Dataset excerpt
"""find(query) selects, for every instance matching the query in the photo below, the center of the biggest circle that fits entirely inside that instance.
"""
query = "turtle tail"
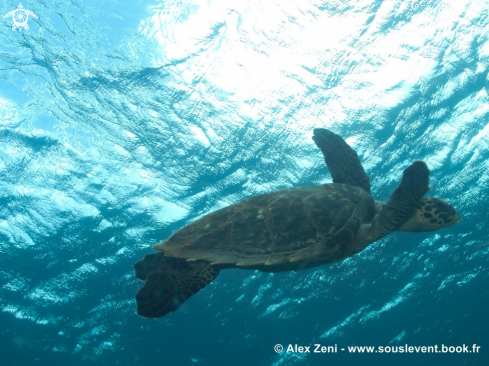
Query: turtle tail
(169, 282)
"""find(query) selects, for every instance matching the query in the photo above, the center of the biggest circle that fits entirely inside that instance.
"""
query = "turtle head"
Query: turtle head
(432, 214)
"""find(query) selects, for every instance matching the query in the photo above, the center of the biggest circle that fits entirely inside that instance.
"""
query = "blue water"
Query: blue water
(121, 122)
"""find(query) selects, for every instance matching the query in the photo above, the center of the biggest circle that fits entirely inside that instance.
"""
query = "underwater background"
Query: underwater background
(121, 122)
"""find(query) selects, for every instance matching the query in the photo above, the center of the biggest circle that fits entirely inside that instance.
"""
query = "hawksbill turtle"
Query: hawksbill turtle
(290, 229)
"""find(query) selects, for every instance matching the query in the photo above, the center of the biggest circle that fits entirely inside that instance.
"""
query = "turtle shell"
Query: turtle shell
(288, 229)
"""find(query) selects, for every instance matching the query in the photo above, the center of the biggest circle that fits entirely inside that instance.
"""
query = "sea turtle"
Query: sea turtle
(290, 229)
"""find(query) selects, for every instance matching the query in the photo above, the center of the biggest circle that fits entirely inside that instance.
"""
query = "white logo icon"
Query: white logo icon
(20, 17)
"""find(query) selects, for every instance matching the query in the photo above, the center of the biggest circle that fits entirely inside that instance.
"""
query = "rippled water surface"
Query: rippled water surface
(121, 122)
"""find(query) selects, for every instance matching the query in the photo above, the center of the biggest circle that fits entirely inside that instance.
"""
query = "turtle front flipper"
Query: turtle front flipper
(341, 159)
(403, 202)
(174, 282)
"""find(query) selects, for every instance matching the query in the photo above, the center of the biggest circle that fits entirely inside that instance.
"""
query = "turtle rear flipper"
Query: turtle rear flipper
(341, 159)
(171, 284)
(403, 201)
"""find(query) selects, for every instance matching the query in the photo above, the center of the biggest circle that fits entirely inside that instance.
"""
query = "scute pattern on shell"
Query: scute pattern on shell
(285, 226)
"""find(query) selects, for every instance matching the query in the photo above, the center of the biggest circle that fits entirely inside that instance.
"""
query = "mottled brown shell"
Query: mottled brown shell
(283, 230)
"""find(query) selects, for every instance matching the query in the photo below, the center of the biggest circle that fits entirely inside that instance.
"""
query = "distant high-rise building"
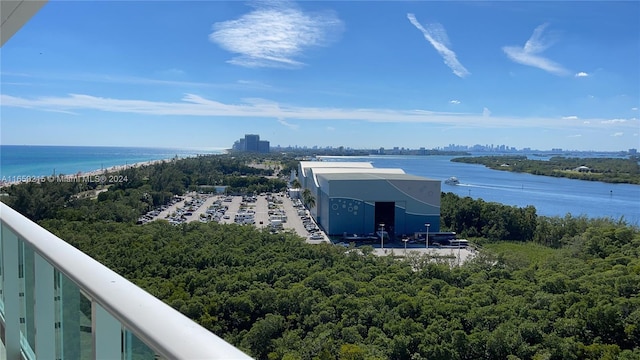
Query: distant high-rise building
(251, 143)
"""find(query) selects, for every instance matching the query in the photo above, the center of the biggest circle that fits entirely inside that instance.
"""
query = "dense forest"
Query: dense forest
(597, 169)
(539, 288)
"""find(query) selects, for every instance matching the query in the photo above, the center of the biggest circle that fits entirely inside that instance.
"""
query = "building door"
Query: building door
(385, 214)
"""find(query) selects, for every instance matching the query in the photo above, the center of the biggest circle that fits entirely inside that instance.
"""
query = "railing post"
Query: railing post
(10, 292)
(44, 309)
(107, 334)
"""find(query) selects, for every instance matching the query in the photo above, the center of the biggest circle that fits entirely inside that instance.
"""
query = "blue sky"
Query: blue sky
(353, 73)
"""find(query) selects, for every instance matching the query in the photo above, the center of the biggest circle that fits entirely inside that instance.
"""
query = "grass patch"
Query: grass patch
(521, 254)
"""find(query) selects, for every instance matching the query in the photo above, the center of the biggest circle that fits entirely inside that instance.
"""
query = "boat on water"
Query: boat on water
(452, 181)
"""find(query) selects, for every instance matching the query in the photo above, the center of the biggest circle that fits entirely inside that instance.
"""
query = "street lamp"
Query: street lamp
(427, 238)
(405, 239)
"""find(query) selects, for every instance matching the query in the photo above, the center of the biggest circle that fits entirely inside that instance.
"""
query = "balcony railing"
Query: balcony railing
(58, 303)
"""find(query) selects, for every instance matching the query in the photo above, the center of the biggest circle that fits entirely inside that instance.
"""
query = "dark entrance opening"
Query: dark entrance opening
(385, 214)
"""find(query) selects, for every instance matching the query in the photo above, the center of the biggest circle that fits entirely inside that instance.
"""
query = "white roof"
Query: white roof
(304, 165)
(352, 170)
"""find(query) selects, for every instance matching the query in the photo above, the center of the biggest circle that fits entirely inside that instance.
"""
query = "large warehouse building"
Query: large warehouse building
(356, 198)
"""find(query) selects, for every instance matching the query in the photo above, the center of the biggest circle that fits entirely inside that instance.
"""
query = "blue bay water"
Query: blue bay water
(549, 195)
(17, 161)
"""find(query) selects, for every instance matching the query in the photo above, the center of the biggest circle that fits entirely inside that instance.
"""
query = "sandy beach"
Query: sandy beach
(98, 175)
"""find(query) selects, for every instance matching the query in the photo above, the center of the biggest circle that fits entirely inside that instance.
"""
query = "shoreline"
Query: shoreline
(96, 175)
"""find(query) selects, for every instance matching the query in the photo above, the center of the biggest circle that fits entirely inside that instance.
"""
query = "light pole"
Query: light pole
(426, 240)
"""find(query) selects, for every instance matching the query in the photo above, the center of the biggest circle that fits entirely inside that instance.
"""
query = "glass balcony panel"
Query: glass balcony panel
(74, 339)
(26, 283)
(135, 349)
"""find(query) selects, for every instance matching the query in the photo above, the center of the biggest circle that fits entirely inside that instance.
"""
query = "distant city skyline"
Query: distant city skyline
(537, 75)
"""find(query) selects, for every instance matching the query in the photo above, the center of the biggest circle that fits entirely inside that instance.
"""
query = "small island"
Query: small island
(610, 170)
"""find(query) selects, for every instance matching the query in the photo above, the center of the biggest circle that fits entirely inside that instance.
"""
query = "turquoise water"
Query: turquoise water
(17, 161)
(551, 196)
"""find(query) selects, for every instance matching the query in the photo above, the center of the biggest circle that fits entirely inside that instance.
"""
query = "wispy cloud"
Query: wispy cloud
(195, 105)
(289, 125)
(437, 36)
(614, 121)
(529, 54)
(274, 34)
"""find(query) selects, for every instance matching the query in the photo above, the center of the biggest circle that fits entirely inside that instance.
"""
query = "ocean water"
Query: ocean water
(549, 195)
(18, 161)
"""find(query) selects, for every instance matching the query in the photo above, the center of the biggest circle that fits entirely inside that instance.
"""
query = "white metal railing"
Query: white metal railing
(165, 331)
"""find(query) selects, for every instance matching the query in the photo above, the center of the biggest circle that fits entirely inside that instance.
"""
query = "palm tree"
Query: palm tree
(308, 199)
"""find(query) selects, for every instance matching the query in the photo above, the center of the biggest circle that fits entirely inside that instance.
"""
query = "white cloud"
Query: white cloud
(529, 54)
(614, 121)
(289, 125)
(198, 106)
(274, 34)
(437, 36)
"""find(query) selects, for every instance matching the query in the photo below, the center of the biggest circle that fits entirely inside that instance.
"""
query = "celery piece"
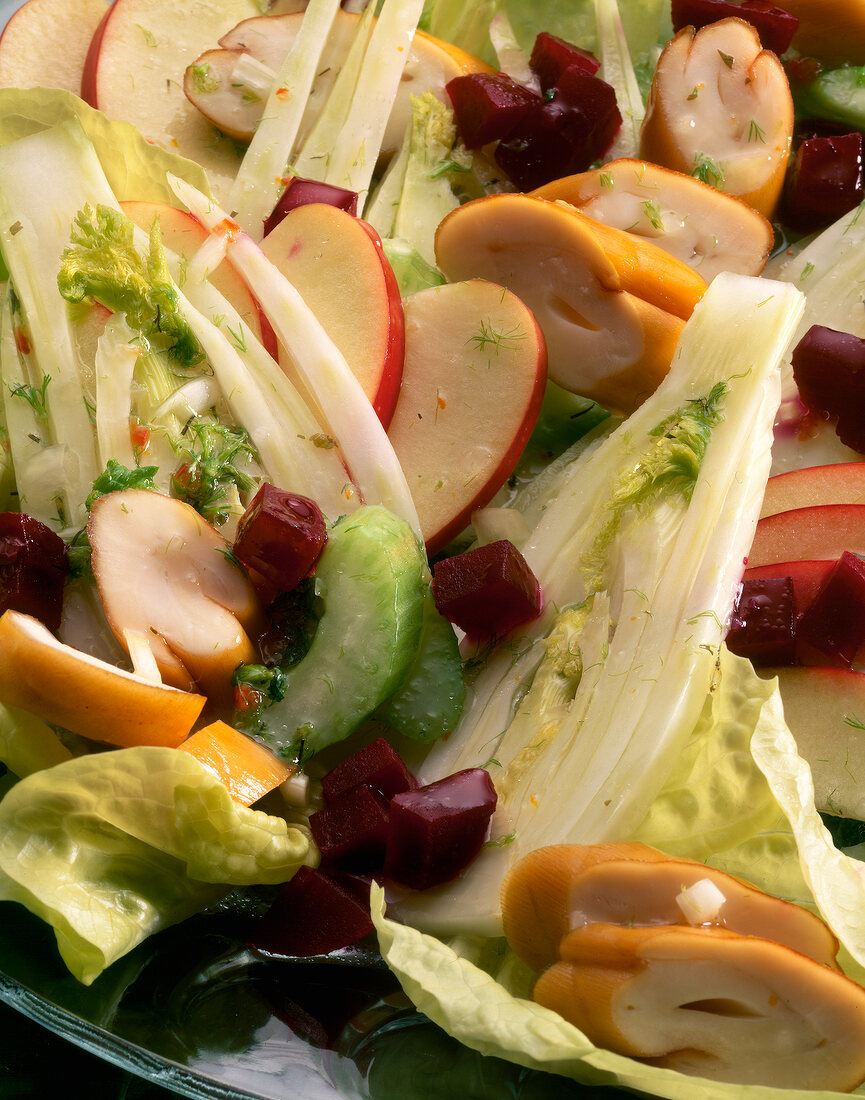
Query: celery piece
(260, 177)
(353, 156)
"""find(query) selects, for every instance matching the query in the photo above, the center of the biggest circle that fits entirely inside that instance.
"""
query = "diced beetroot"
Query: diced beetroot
(829, 369)
(299, 191)
(775, 25)
(33, 568)
(565, 135)
(486, 591)
(281, 536)
(378, 765)
(351, 831)
(823, 182)
(832, 630)
(551, 55)
(313, 914)
(763, 623)
(438, 829)
(488, 106)
(808, 579)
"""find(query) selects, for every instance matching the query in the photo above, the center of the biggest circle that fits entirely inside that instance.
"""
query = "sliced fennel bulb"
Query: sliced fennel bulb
(579, 716)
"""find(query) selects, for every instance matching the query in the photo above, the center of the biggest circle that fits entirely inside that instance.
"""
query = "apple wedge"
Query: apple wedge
(820, 531)
(472, 385)
(839, 483)
(164, 578)
(96, 700)
(45, 43)
(702, 227)
(134, 68)
(611, 305)
(184, 235)
(337, 264)
(824, 708)
(720, 108)
(230, 89)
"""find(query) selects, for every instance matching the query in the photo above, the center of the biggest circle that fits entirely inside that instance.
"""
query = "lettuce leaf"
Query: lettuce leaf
(111, 847)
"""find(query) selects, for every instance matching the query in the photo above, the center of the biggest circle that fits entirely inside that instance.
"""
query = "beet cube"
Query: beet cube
(763, 623)
(438, 829)
(299, 191)
(829, 369)
(551, 55)
(281, 536)
(775, 25)
(313, 914)
(33, 568)
(824, 182)
(352, 829)
(376, 765)
(832, 629)
(488, 106)
(565, 135)
(486, 591)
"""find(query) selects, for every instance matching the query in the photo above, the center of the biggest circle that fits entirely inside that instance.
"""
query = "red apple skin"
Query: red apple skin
(820, 531)
(338, 265)
(464, 415)
(839, 483)
(808, 578)
(183, 234)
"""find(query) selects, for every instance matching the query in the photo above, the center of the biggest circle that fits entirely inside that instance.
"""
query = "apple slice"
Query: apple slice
(134, 70)
(223, 97)
(820, 531)
(89, 696)
(839, 483)
(472, 385)
(337, 264)
(184, 235)
(45, 43)
(163, 574)
(702, 227)
(824, 708)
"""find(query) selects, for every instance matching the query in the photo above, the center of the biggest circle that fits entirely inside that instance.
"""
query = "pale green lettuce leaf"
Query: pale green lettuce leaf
(111, 847)
(484, 1015)
(135, 168)
(836, 881)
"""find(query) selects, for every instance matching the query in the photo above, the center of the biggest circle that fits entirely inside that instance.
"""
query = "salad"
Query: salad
(409, 546)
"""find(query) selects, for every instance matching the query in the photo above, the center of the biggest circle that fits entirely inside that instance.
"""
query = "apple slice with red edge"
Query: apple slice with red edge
(89, 696)
(836, 483)
(820, 531)
(45, 43)
(472, 385)
(134, 69)
(164, 575)
(184, 235)
(338, 266)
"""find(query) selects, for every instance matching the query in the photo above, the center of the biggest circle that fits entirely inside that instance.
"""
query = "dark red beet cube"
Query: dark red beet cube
(299, 191)
(829, 369)
(832, 629)
(313, 914)
(378, 765)
(33, 568)
(438, 829)
(775, 25)
(488, 106)
(823, 182)
(486, 591)
(565, 135)
(763, 623)
(551, 55)
(351, 831)
(281, 536)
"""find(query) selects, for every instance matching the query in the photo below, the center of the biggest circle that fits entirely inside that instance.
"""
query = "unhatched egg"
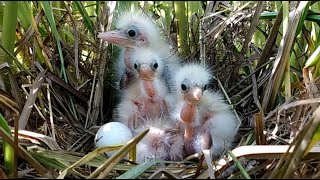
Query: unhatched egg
(112, 134)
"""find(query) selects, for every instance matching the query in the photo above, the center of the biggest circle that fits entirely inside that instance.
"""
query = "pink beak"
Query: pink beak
(117, 37)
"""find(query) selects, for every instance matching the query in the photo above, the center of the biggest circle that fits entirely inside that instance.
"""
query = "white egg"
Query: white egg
(111, 134)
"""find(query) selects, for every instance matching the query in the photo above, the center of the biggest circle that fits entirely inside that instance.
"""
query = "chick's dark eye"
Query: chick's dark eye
(183, 87)
(155, 65)
(132, 33)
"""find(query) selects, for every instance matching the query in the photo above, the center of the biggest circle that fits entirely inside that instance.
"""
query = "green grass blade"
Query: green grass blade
(314, 58)
(268, 15)
(314, 18)
(303, 17)
(49, 13)
(181, 16)
(87, 21)
(25, 14)
(7, 149)
(238, 164)
(136, 171)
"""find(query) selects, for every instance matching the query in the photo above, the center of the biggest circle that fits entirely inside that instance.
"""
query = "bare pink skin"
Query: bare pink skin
(149, 106)
(187, 115)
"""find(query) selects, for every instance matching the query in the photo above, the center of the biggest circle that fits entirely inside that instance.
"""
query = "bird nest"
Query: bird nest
(79, 107)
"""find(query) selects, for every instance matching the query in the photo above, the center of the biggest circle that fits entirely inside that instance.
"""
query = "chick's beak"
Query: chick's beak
(117, 37)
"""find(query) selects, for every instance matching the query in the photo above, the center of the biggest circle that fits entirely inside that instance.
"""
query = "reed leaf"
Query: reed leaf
(314, 58)
(9, 29)
(49, 13)
(87, 21)
(183, 35)
(7, 149)
(133, 173)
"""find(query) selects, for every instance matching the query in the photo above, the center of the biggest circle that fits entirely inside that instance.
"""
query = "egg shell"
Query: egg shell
(111, 134)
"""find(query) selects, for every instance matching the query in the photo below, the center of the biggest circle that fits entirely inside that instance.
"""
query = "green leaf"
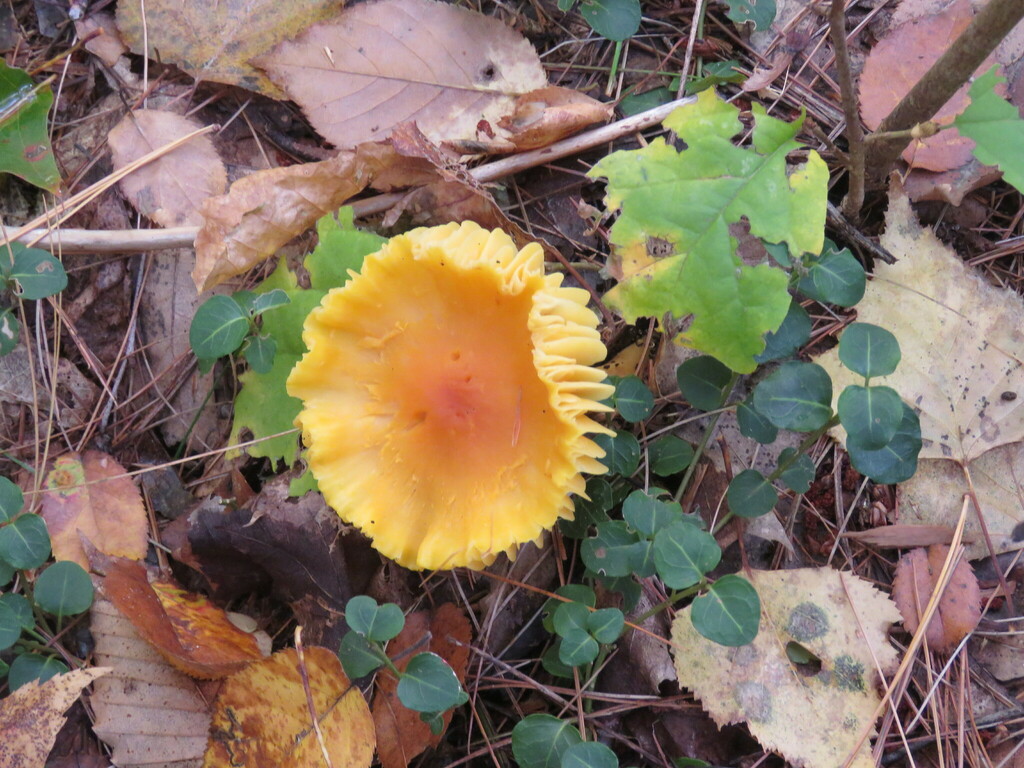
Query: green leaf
(793, 334)
(64, 589)
(11, 500)
(377, 623)
(25, 140)
(800, 475)
(357, 656)
(218, 328)
(29, 667)
(428, 684)
(633, 400)
(750, 495)
(835, 278)
(754, 425)
(797, 396)
(870, 416)
(25, 543)
(670, 455)
(612, 19)
(705, 382)
(38, 273)
(682, 203)
(995, 127)
(589, 755)
(8, 331)
(729, 613)
(897, 461)
(683, 554)
(760, 12)
(541, 740)
(622, 453)
(868, 350)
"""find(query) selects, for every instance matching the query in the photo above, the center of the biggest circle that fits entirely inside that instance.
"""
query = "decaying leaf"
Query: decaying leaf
(216, 41)
(812, 718)
(962, 369)
(169, 190)
(146, 711)
(960, 605)
(188, 631)
(79, 501)
(32, 716)
(262, 716)
(401, 734)
(384, 62)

# REQUIRED TASK
Count the lines in the entries above that contain the string "piece". Give only the number.

# OUTPUT OF THE TASK
2